┏━━
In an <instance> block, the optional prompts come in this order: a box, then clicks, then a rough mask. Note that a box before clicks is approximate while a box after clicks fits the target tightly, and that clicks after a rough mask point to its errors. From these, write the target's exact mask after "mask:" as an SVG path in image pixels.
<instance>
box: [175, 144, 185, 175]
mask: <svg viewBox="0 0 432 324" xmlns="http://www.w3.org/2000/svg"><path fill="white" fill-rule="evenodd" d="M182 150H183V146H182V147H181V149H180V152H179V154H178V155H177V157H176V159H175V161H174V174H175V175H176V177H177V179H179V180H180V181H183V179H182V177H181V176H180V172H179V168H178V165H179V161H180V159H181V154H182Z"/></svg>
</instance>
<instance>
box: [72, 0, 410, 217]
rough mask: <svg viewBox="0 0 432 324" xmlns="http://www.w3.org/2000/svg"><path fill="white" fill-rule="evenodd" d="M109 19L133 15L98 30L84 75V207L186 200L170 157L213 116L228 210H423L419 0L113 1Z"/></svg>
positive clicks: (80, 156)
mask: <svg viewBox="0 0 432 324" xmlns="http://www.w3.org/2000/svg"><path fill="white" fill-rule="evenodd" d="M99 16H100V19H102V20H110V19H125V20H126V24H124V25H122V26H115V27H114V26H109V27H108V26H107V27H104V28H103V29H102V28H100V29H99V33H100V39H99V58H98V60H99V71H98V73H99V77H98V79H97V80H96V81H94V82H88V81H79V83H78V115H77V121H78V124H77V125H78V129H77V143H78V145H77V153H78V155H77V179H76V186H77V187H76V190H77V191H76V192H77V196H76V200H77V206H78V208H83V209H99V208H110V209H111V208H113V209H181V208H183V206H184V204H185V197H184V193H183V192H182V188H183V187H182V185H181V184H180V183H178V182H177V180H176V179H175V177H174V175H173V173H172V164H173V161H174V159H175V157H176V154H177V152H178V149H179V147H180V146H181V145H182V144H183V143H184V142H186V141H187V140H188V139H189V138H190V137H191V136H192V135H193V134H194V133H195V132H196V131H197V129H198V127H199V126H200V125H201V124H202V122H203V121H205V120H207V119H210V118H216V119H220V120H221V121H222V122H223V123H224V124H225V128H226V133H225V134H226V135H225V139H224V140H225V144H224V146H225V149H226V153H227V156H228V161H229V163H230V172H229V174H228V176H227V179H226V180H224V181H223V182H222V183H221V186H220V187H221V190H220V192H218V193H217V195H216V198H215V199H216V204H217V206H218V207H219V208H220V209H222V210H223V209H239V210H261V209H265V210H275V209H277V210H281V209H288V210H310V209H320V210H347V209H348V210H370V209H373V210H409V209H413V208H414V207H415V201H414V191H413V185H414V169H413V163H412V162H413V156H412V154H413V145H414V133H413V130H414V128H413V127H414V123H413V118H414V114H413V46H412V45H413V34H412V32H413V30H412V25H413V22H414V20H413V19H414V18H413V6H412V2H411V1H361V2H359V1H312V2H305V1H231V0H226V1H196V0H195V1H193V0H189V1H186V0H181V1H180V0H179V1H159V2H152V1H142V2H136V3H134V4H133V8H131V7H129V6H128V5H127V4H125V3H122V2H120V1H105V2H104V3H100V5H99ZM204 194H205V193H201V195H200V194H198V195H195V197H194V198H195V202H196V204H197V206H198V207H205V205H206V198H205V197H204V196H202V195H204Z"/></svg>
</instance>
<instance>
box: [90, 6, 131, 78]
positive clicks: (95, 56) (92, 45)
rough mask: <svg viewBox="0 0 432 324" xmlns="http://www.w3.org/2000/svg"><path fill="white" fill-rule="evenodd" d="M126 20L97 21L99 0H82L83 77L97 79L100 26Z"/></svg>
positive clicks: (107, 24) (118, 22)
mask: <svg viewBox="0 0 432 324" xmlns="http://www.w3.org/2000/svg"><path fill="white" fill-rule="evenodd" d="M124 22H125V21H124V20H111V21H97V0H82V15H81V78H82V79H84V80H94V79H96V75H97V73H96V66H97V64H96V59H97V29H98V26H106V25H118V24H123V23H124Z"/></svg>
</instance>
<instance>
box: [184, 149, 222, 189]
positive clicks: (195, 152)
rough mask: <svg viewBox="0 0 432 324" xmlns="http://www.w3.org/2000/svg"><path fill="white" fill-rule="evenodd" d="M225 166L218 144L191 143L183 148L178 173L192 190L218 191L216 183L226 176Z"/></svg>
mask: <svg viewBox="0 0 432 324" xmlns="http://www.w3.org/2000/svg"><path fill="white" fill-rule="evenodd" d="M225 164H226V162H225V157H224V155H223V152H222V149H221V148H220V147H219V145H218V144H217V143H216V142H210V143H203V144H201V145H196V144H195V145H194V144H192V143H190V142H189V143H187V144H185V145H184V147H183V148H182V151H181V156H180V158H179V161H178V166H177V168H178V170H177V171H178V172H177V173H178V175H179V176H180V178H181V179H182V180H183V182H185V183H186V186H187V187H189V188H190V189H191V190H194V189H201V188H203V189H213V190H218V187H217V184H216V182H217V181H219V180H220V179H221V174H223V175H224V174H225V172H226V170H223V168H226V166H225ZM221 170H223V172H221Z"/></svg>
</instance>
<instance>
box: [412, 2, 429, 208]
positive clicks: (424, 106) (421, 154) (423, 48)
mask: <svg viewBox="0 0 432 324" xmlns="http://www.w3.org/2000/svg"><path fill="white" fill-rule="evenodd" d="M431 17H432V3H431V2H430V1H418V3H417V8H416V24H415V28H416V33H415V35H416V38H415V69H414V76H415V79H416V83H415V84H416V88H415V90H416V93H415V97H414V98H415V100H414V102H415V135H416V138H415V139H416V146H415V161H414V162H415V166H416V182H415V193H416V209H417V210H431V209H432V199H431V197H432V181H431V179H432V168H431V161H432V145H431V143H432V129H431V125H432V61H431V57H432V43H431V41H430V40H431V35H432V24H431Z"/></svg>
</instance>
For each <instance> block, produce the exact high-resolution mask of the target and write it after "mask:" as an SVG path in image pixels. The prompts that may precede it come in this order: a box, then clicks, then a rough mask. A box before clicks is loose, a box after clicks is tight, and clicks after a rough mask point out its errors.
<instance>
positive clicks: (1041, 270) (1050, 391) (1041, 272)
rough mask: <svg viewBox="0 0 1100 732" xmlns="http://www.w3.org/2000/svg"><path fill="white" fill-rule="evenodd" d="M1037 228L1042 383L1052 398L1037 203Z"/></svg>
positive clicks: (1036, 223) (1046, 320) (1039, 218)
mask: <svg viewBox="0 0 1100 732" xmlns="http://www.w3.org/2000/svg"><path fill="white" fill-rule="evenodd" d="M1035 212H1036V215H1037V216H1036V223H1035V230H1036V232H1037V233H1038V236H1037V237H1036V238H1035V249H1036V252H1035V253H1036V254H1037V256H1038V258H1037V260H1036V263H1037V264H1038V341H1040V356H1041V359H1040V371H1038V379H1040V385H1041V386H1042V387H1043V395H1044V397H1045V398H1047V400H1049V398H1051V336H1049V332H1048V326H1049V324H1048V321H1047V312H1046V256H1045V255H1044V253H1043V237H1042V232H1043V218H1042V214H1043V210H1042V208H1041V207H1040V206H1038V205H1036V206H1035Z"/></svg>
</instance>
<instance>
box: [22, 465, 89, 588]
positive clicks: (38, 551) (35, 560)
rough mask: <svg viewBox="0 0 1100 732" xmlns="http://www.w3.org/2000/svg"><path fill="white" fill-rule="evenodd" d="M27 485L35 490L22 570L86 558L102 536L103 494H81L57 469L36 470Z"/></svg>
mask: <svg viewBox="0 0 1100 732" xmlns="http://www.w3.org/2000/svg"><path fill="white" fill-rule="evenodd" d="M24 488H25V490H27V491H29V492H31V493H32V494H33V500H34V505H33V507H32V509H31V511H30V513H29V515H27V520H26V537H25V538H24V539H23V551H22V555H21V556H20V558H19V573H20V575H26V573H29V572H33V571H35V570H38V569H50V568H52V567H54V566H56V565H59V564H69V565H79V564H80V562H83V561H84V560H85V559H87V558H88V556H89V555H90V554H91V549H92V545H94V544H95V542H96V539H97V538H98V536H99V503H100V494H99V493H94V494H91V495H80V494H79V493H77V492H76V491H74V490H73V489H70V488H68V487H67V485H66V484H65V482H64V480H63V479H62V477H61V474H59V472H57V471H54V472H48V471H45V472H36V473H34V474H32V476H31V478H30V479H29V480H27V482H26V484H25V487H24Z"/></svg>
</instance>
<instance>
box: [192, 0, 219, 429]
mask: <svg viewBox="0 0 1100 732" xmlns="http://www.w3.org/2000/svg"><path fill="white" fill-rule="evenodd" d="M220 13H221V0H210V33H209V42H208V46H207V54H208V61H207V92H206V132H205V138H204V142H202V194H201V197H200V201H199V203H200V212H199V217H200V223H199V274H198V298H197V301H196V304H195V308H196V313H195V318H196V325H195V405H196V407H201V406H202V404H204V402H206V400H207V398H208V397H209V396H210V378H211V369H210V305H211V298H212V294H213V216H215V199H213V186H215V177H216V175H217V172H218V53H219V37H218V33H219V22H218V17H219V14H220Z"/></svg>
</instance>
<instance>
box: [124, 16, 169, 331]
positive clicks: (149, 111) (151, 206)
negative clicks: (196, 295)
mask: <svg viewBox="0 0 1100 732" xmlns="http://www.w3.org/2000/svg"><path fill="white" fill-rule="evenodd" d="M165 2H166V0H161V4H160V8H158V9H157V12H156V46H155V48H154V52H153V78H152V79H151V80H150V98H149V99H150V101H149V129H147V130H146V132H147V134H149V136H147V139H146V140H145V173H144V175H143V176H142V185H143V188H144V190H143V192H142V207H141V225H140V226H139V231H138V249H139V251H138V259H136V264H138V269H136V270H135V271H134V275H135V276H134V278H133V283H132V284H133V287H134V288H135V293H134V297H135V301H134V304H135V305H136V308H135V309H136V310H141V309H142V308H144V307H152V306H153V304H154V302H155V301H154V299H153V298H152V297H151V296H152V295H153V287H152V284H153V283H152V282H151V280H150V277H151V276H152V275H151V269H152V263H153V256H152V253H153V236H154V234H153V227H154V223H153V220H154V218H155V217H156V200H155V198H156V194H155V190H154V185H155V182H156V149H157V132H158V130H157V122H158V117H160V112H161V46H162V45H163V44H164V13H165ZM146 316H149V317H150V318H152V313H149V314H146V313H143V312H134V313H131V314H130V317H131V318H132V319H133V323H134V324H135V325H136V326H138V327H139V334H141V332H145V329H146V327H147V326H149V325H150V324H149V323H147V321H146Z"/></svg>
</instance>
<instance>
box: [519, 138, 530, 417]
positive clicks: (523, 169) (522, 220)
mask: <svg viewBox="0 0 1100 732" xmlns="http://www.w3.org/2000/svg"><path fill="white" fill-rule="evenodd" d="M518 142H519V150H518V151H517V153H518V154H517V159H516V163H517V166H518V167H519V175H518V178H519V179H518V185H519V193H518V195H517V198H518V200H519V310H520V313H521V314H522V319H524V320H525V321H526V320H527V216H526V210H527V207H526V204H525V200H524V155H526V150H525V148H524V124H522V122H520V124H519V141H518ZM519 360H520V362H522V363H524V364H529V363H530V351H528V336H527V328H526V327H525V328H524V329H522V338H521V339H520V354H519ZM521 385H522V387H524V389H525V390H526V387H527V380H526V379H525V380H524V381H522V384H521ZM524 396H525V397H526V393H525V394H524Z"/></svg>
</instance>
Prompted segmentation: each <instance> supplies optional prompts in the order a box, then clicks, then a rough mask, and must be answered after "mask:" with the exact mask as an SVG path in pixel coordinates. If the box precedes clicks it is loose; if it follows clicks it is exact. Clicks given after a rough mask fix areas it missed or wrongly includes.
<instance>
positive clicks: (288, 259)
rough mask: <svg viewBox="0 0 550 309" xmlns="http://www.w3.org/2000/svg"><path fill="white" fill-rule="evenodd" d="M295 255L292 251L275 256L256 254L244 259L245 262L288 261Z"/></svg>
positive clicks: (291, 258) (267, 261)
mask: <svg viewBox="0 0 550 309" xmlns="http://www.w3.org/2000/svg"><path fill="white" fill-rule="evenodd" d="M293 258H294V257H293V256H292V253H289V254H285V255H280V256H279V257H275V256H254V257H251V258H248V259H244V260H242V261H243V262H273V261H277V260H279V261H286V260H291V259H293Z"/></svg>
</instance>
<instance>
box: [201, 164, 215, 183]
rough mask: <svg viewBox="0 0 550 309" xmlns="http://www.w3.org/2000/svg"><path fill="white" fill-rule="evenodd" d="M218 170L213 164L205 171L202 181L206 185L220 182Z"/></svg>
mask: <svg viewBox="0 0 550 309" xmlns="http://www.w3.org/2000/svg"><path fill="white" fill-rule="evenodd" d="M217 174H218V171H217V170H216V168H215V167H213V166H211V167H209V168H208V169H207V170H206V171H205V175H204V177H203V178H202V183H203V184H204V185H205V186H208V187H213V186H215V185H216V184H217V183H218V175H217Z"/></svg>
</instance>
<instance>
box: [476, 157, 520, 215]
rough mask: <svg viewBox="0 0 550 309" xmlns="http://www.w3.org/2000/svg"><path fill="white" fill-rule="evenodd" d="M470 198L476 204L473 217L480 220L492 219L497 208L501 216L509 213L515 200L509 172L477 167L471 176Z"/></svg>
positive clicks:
┗━━
**Work instruction**:
Find each line in the rows above that contains the string "approximate" and copy those lines out in full.

**Your response**:
In an <instance> block, the optional prompts come in this order: a box, then clicks, then a rough mask. Note that a box before clicks is approximate while a box after clicks fits the target tightly, and that clicks after a rough mask point to its errors. From these, write the target's exact mask after "mask:" as an SVG path in image pixels.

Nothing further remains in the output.